- **CONSIGNE DE TRAVAIL 1**:
Quel pourcentage des voix le MPLA obtenait-il en 2012 d'après l'article sur les élections angolaises ?
- **CONSIGNE DE TRAVAIL 2**:
Rédigez la suite de l'article sur les élections angolaises, à partir de son dernier paragraphe.

- **DOCUMENT SOURCE**:
-=-=-
Si Joao Lourenço, le président sortant et tête de liste du MPLA devrait rempiler pour un second mandat de cinq ans (le chef de file du parti vainqueur devient automatiquement président), il devra composer avec un parlement où il a perdu la majorité des deux tiers qui lui laissait une totale liberté législative. Il ne dispose plus aujourd’hui que de 124 sièges sur les 223 de l’Assemblée nationale. L’Unita, son historique et principal adversaire décrochant 90 sièges, six sièges sont partager entre tris autres petites formations, tandis que trois sièges seront attribués aux représentants de la diaspora (en Belgique, lors du scrutin organisé ce mercredi, l’Unita, avec 125 voix, a devancé le MPLA, 95 voix, lors d’un vote marqué par le très faible taux de mobilisation.

Vingt pour cent en dix ans

Joao Lourenço devra donc aussi composer avec un parti qui ne cesse de perdre du terrain et qui a été lâché par 20 % de ses électeurs en deux scrutins. En effet, en 2012, le MPLA alors sous la coupe d’Eduardo dos Santos, décrochait encore 71 % des voix, il est aujourd’hui à 51,7 %, après être passé par 61 % en 2017.

L’usure du pouvoir”, se contente de lancer, en faisant la moue, Juanita, membre “depuis toujours du MPLA”, qui concède aussi que “l’Unita a fait une campagne très moderne qui a séduit la jeunesse”.

Adalberto Costa Junior (ACJ pour les Angolais), le nouveau leader de l’Unita a sans conteste été l’homme de ce scrutin avec des meetings engagés, des slogans qui claquent et une promesse de réformes économiques et de travail pour les jeunes qui a contrasté avec la campagne morose d’un MPLA incapable de se réinventer.

L’Unita refuse pour le moment de reconnaître sa défaite, tandis que les nombreux observateurs nationaux et internationaux ont tous validé l’organisation d’un scrutin qui s’est déroulé sans vraie fausse note aux quatre coins de l’Angola.

C’est la fin d’un cycle, prévient Carmino, enseignant à Luanda. Le fait qu’ACJ, qui vient du Portugal, qui n’a pas participé aux combats pour l’indépendance du pays, puisse arriver à la tête de l’Unita et réussir un tel score montre que l’ancienne garde est essoufflée. Lourenço sera le dernier de cette génération. Le prochain combat ne sera plus idéologique, il sera purement politique et économique”.

À Luanda, depuis jeudi en fin de journée, des petites manifestations menées par des jeunes et des très jeunes sont régulièrement dispersées par les forces de l’ordre qui quadrillent discrètement la ville.
-=-=-
- **DONNÉES FOURNIES**:

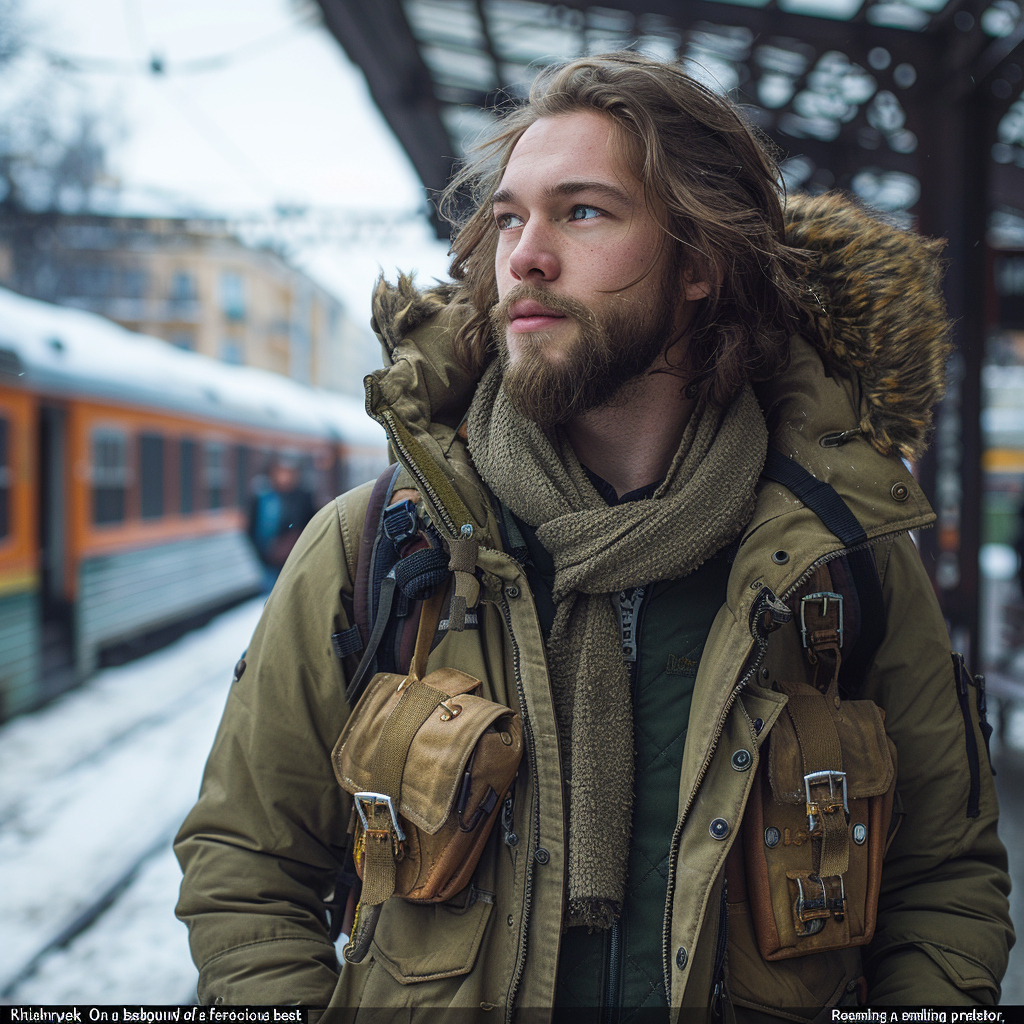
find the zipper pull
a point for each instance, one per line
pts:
(768, 613)
(467, 587)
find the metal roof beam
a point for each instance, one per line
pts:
(377, 37)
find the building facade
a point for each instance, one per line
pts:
(193, 283)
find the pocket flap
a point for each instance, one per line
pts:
(866, 760)
(440, 749)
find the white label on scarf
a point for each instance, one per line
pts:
(629, 609)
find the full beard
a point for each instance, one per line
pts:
(609, 352)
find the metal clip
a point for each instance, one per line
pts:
(813, 809)
(374, 799)
(824, 597)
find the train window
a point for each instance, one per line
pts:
(186, 486)
(243, 460)
(110, 475)
(215, 473)
(151, 452)
(4, 478)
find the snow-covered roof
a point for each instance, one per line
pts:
(56, 350)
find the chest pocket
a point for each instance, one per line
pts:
(430, 942)
(815, 828)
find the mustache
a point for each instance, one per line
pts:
(501, 313)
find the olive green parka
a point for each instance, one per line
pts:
(261, 849)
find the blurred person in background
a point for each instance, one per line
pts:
(279, 511)
(650, 443)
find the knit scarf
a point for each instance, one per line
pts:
(598, 550)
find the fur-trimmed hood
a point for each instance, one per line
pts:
(873, 296)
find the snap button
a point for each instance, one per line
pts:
(719, 828)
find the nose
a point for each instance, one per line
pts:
(534, 257)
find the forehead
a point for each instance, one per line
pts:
(565, 145)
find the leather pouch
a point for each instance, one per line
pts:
(460, 765)
(428, 762)
(822, 802)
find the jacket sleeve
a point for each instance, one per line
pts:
(262, 846)
(943, 928)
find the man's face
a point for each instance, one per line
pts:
(588, 297)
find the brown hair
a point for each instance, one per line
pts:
(697, 160)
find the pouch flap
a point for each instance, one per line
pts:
(439, 752)
(866, 760)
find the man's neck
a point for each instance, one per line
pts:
(632, 441)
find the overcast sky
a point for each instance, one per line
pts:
(287, 120)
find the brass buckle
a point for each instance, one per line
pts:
(373, 799)
(815, 908)
(824, 597)
(813, 809)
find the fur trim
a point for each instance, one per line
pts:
(398, 309)
(879, 314)
(875, 304)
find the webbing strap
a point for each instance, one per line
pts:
(820, 498)
(820, 750)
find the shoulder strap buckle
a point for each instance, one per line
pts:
(830, 620)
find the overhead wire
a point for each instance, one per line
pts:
(156, 65)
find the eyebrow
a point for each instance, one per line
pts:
(569, 188)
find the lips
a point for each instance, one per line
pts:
(528, 314)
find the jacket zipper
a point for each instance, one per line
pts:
(609, 1012)
(964, 697)
(411, 464)
(718, 977)
(630, 623)
(535, 774)
(762, 648)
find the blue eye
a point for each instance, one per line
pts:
(507, 220)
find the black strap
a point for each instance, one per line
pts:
(363, 673)
(819, 497)
(872, 620)
(824, 502)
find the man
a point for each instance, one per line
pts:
(584, 421)
(279, 512)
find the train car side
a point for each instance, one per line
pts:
(125, 488)
(20, 638)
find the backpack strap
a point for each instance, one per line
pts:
(827, 505)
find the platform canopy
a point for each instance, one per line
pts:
(851, 90)
(914, 105)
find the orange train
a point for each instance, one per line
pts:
(126, 470)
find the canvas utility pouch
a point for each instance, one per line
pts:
(427, 761)
(816, 824)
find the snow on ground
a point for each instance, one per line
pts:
(136, 953)
(92, 785)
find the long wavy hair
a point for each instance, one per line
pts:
(699, 161)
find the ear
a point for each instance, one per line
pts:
(694, 290)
-=-=-
- **RÉSULTAT ATTENDU 1**:
71 % des voix.

- **RÉSULTAT ATTENDU 2**:
Je prie pour que les résultats soient acceptés par tous”, grimace Gracia, installée sur un banc devant l’église de Nossa Senhora dos Remedios, l’ancienne cathédrale bâtie au milieu du XVe s. “Le pays a d’abord besoin de paix”.

Malgré le calme qui règne ce vendredi en début d’après-midi à Luanda, toute une génération semble en effet retenir son souffle, tandis que les responsables de la société civile ou des églises répètent leur appel au calme et félicitent les électeurs angolais pour “leur sens des responsabilités”.

Cinq ans pour préparer l’avenir

Ces messages sont orchestrés par le MPLA, s’insurge Dani, jeune danseur qui se rend à ses répétitions de capoeira (cette danse inventée par des esclaves angolais envoyés au Brésil) dans un parc qui borde la baie de Luanda. On n’a pas de travail, ceux qui sont au pouvoir ont eu 50 ans pour développer le pays et en fait ils se sont tous enrichis avec le pétrole, les diamants, les grandes sociétés. Regadez la misère. Elle est partout. Nous, on danse souvent sans avoir mangé. On se partage ce qu’on a, c’est aussi ça, l’esprit de la capoeira. On ne veut plus de cette classe”. D’autres danseurs arrivent, parfois bien jeunes, mais tous embraient pour dire leur fatigue et leur envie d’un nouvel Angola “le plus rapidement possible.”

Sauf scénario surprise, le MPLA aura pourtant cinq ans de plus pour obtenir des résultats concrets et répondre aux aspirations des Angolais. “Lourenço avait lancé de vraies réformes au début de son mandat pour diversifier les sources de revenus et d’emplois mais le Covid a tout anéanti, explique un petit entrepreneur local. Avec la fin de la pandémie et la hausse du prix du pétrole, le prochain gouvernement quel qu’il soit aura de vrais atouts. On a des raisons d’espérer”.